> [Aim of the task]: Retype the records below exactly as they stand, but with no images.

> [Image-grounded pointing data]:
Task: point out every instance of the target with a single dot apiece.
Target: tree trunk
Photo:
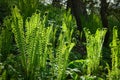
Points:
(103, 13)
(78, 9)
(56, 3)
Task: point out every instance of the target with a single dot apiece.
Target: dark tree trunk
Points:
(103, 13)
(77, 9)
(56, 3)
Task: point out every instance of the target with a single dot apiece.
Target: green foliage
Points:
(92, 22)
(94, 47)
(35, 46)
(5, 39)
(115, 49)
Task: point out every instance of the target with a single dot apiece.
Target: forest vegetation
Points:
(59, 39)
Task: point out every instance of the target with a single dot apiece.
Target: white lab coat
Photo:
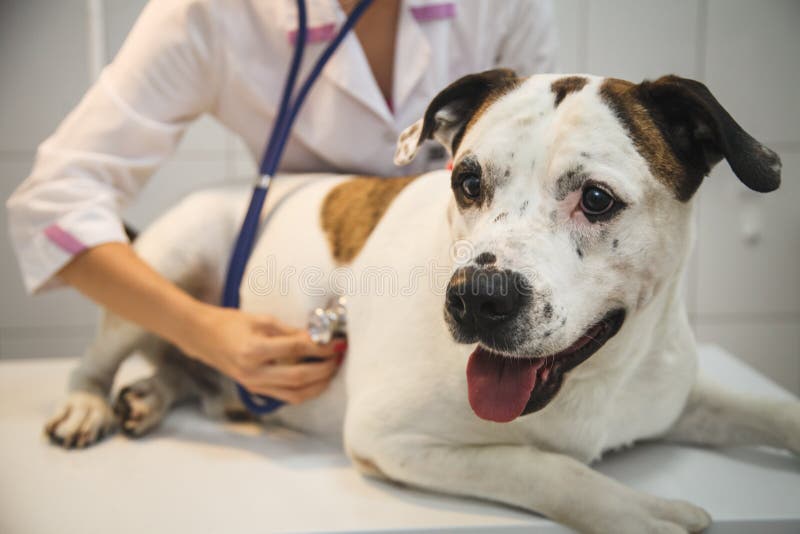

> [Solved exercise]:
Task: point out every instance of the target with a single dot apiece.
Target: tree trunk
Photo:
Points:
(103, 13)
(78, 9)
(56, 3)
Task: point out every instance of the target with a single dot apiece.
Target: dark tree trunk
Points:
(103, 13)
(77, 9)
(56, 3)
Task: point out every instance of the target with a single dot apiece.
Target: green foliage
Points:
(92, 22)
(94, 47)
(35, 46)
(5, 39)
(115, 49)
Task: point out every instance of the target with a single dot apiece.
Target: forest vegetation
Points:
(59, 39)
Task: point out every instance of the target with a single dot apiece.
Target: white lab coat
Photo:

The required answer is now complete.